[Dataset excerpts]

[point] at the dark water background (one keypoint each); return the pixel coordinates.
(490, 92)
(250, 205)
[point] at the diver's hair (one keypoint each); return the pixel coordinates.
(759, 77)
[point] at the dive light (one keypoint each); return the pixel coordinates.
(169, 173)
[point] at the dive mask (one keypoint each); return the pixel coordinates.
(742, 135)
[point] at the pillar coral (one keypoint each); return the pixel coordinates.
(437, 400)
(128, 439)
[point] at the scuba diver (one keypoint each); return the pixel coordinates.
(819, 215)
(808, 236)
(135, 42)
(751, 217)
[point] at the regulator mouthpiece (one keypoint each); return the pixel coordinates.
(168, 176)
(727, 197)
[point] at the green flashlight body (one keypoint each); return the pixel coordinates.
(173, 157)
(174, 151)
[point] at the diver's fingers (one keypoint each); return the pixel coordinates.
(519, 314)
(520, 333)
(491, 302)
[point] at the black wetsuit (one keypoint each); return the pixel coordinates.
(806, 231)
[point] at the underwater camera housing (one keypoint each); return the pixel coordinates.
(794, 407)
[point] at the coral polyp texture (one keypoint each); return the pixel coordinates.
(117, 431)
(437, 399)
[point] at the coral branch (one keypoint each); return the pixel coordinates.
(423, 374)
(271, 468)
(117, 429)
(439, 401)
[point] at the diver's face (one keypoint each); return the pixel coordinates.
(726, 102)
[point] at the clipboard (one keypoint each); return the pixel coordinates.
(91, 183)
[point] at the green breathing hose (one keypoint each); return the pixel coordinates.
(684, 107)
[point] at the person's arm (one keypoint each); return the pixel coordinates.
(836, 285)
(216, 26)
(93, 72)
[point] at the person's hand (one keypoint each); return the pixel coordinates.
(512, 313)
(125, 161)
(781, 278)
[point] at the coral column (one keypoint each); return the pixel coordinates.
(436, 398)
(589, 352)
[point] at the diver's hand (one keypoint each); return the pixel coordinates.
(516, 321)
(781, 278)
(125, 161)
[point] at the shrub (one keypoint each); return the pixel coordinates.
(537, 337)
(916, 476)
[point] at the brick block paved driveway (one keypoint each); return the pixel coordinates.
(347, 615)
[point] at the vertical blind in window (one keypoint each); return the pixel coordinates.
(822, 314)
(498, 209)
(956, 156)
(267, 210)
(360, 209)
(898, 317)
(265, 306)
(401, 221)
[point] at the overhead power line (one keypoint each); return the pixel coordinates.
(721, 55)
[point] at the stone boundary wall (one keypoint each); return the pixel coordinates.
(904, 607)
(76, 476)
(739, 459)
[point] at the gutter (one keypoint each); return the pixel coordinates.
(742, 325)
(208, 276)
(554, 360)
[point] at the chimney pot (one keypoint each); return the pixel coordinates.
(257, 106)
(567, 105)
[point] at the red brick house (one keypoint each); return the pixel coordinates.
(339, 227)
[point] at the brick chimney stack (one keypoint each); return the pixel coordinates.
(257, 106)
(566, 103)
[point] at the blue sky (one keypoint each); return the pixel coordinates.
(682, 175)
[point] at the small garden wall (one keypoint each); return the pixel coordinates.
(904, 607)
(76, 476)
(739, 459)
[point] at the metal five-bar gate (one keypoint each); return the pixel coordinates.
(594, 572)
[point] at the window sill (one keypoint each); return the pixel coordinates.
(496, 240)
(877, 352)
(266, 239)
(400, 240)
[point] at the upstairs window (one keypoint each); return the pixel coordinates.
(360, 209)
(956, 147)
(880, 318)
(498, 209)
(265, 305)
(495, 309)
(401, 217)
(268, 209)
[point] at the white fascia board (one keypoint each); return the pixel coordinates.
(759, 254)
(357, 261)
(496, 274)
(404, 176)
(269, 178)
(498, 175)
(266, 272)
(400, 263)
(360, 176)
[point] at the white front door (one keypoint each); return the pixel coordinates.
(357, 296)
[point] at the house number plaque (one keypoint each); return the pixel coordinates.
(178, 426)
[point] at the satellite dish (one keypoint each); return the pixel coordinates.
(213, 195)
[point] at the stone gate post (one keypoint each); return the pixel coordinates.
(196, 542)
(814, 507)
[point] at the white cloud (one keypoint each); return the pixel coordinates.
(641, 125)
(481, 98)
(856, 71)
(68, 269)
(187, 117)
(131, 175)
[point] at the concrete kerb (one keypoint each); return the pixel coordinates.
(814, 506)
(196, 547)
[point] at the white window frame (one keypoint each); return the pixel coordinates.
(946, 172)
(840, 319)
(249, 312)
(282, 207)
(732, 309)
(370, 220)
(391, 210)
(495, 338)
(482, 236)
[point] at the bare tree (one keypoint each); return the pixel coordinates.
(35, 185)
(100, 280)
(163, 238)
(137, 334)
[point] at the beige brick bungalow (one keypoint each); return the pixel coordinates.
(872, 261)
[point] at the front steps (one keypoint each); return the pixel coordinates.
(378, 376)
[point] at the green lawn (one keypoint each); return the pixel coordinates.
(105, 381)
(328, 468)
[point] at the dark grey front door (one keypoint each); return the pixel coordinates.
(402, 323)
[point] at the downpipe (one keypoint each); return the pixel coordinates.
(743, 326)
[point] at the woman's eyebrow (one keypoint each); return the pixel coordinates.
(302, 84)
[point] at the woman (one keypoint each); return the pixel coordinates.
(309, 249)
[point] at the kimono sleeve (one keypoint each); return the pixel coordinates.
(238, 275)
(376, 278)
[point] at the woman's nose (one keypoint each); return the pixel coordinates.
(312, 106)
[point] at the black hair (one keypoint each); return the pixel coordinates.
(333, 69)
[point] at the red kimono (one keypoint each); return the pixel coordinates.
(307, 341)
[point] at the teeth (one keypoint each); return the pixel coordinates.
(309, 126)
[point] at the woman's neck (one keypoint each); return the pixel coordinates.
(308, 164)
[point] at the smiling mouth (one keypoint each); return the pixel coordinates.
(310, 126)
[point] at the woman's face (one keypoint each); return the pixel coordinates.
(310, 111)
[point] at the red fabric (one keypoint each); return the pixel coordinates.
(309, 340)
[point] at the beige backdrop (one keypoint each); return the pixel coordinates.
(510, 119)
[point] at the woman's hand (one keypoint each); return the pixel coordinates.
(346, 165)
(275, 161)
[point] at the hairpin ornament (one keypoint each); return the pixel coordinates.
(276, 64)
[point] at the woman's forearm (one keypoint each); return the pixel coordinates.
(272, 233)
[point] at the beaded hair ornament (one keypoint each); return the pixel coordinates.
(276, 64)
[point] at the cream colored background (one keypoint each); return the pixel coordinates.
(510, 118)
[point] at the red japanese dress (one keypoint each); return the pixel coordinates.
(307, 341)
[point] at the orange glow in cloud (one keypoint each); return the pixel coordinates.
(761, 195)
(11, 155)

**What is required**
Once more, write out all the data exactly.

**Problem solution**
[point] at the dark water background (one keypoint each); return the pixel coordinates.
(490, 92)
(250, 205)
[point] at the diver's hair (one keypoint each); return the pixel coordinates.
(759, 77)
[point] at the dive light (one keypoint each); return the pixel coordinates.
(169, 173)
[point] at the dive mask (one keypoint each); return the pixel coordinates.
(742, 135)
[point] at the pillar coral (one keypoint each); return the pixel coordinates.
(437, 400)
(128, 439)
[point] at the scuba diver (one keypoint each); return the pixel coordinates.
(819, 215)
(808, 236)
(135, 42)
(751, 217)
[point] at the regulator mouthpiece (one keypoint each); return the pixel coordinates.
(168, 176)
(727, 197)
[point] at the green flashlight body (one keypoint each); return the pixel coordinates.
(173, 157)
(174, 151)
[point] at the diver's fingers (one keypoint each); return the pixel coordinates.
(519, 314)
(520, 333)
(491, 302)
[point] at the black wetsuit (one keypoint each); return the pixel coordinates.
(806, 231)
[point] at the underwater camera housing (one keypoint each); return the pixel coordinates.
(794, 407)
[point] at the coral polyp texture (one keypoint each); return the pixel coordinates.
(117, 431)
(437, 399)
[point] at the coral branch (one keypoint each); return the pixel coordinates.
(423, 374)
(271, 468)
(117, 429)
(439, 401)
[point] at the diver's face (one keypoint each); return the pixel coordinates.
(726, 102)
[point] at the clipboard (one keypoint each); return the pixel coordinates.
(91, 183)
[point] at the green breathing hose (one keypoint each); return the pixel coordinates.
(684, 107)
[point] at the person's arm (one keypoint each); return the pixel coordinates.
(836, 285)
(216, 26)
(93, 72)
[point] at the person's hand (one keypoint each); return the pixel coordinates.
(512, 313)
(125, 161)
(781, 278)
[point] at the coral column (one keypoint each); return the pixel coordinates.
(436, 398)
(589, 352)
[point] at the diver's hand (one keypoint each); return the pixel coordinates.
(516, 321)
(781, 278)
(125, 161)
[point] at the shrub (one keypoint each); return the pixel coordinates.
(537, 337)
(916, 476)
[point] at the brick block paved driveway (one keypoint each); return the pixel coordinates.
(347, 615)
[point] at the vertical blind in window (one keypoint each); return the pixel coordinates.
(822, 314)
(498, 209)
(956, 156)
(267, 210)
(360, 209)
(898, 317)
(265, 306)
(401, 221)
[point] at the overhead power line (one keypoint each); return the pixel coordinates.
(721, 55)
[point] at the stone boundary wall (one keypoint each); return the pixel coordinates.
(904, 607)
(76, 476)
(739, 459)
[point] at the gutter (one keypoint each); return the pixel coordinates.
(742, 325)
(208, 276)
(554, 360)
[point] at the chimney pot (one keypoint each); return the pixel coordinates.
(257, 106)
(567, 105)
[point] at the red brick house (one keypoint each); return the pixel coordinates.
(339, 227)
[point] at the brick chimney stack (one keypoint each); return the pixel coordinates.
(257, 106)
(566, 103)
[point] at the blue sky (one keypoint each); return the pixel coordinates.
(682, 175)
[point] at the small garden wall (one keypoint each); return the pixel coordinates.
(904, 607)
(76, 476)
(739, 459)
[point] at the metal five-bar gate (one keypoint each); return the pixel coordinates.
(594, 572)
[point] at the window sill (one keypoint each); return the pixel coordinates.
(496, 240)
(877, 352)
(266, 239)
(400, 240)
[point] at the upstairs window (one keypoint each); return the pixel coordinates.
(360, 209)
(956, 147)
(880, 318)
(498, 209)
(265, 305)
(495, 309)
(401, 217)
(268, 209)
[point] at the white fascia board (one keypoint each); return the pixel coordinates.
(759, 254)
(357, 261)
(496, 274)
(404, 176)
(269, 178)
(498, 175)
(266, 272)
(400, 263)
(360, 176)
[point] at the white front door (one keypoint each); return the pixel coordinates.
(357, 296)
[point] at the house number plaque (one keypoint each); return the pixel coordinates.
(178, 426)
[point] at the satellite dish (one keypoint each); return the pixel coordinates.
(213, 195)
[point] at the stone gate post (one keypoint each); return the pixel coordinates.
(196, 542)
(814, 507)
[point] at the white cloud (one keypoint each); return the pixel coordinates.
(641, 125)
(481, 98)
(856, 71)
(68, 269)
(187, 117)
(131, 175)
[point] at the concrete kerb (one keypoint each); return the pixel coordinates.
(814, 506)
(196, 547)
[point] at the white window frame (one keypoint each); return the pixel coordinates.
(946, 172)
(840, 319)
(249, 312)
(282, 207)
(732, 309)
(370, 220)
(391, 210)
(495, 338)
(482, 236)
[point] at the bare tree (one keypoint each); return the pixel coordinates.
(35, 185)
(100, 280)
(163, 238)
(137, 334)
[point] at the beige brick bungalow (one keypoint each); return the pixel coordinates.
(872, 261)
[point] at the front steps (one keypoint each); return the pixel coordinates.
(378, 376)
[point] at the green lawn (one keypoint each); return the pixel coordinates.
(105, 381)
(328, 468)
[point] at the dark grey front door (one keypoint each); return the pixel coordinates.
(402, 323)
[point] at the downpipe (one keypoint each); return the pixel coordinates.
(743, 326)
[point] at the woman's eyebrow (one keypoint each); return the pixel coordinates.
(302, 84)
[point] at the woman (one keypoint each); return the pixel coordinates.
(309, 249)
[point] at the kimono sleeve (one keypoint each); return the pixel coordinates.
(238, 275)
(376, 278)
[point] at the woman's nose (one keypoint each); return the pixel coordinates.
(312, 106)
[point] at the black hair (one keypoint each); return the pixel coordinates.
(333, 69)
[point] at the red kimono (one keypoint each); return the pixel coordinates.
(307, 341)
[point] at the teeth (one keypoint each); return the pixel coordinates.
(309, 126)
[point] at the woman's neck (one keypoint each); return the pixel coordinates.
(308, 164)
[point] at the smiling mouth (one keypoint each); return the pixel coordinates.
(310, 126)
[point] at the woman's face (one keypoint each); return the pixel coordinates.
(310, 111)
[point] at the red fabric (one keypoint each); return the pixel coordinates.
(309, 340)
[point] at the beige backdrop (one keypoint each); return the pixel coordinates.
(510, 119)
[point] at the woman's hand (one keypoint each); return the pixel coordinates.
(346, 165)
(275, 161)
[point] at the hairpin ornament (one keypoint each); return the pixel coordinates.
(276, 64)
[point] at the woman's forearm (one keypoint each); return the pixel coordinates.
(272, 233)
[point] at the beaded hair ornament (one keypoint each); return the pixel coordinates.
(276, 64)
[point] at the cream colored background (one keypoint each); return the pixel coordinates.
(510, 118)
[point] at the red japanese dress (one keypoint each); return the pixel coordinates.
(307, 341)
[point] at the orange glow in cloud (one keypoint each); return the pixel coordinates.
(761, 195)
(11, 155)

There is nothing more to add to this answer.